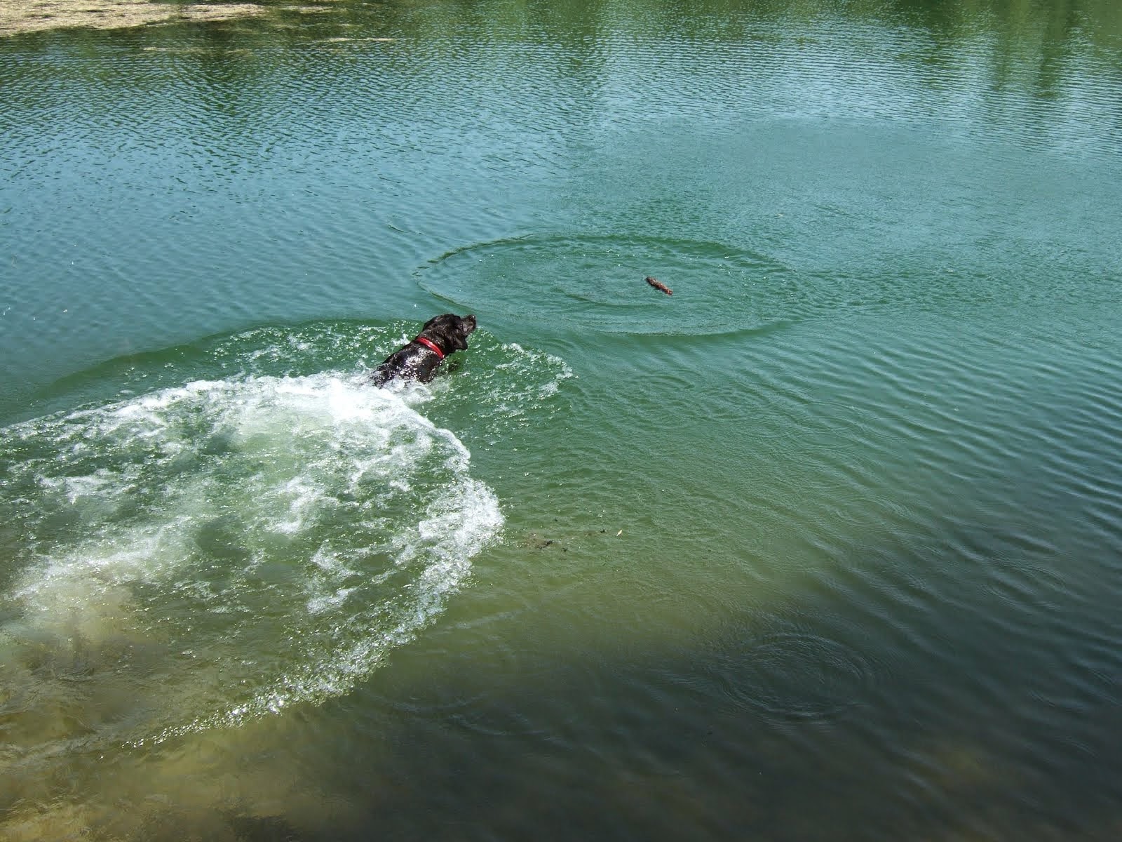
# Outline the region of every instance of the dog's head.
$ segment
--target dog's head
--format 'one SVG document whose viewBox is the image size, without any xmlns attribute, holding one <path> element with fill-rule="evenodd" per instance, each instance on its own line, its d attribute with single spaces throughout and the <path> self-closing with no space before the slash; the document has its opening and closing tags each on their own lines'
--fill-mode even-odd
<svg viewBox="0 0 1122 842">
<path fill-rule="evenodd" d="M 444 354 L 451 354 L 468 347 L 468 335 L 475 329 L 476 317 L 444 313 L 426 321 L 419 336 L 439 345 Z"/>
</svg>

────

_Exercise objective_
Render all of the material above as a JSON list of strings, with one string per line and blank lines omitted. Leave the pictures out.

_Response for this exercise_
[
  "# Outline the region of every instance of the dog's head.",
  "$ segment",
  "--target dog's head",
  "--format 'one SVG document whose viewBox is the image size, without any xmlns attribute, holding one <path> element with fill-rule=\"evenodd\" per instance, each instance on its own line, its d attribute with single spaces throughout and the <path> self-closing with no space before the slash; the document has its opening and closing tags each on their own lines'",
  "--fill-mode even-odd",
  "<svg viewBox=\"0 0 1122 842\">",
  "<path fill-rule=\"evenodd\" d=\"M 444 354 L 451 354 L 468 347 L 468 335 L 475 329 L 476 317 L 444 313 L 426 321 L 419 336 L 439 345 Z\"/>",
  "</svg>"
]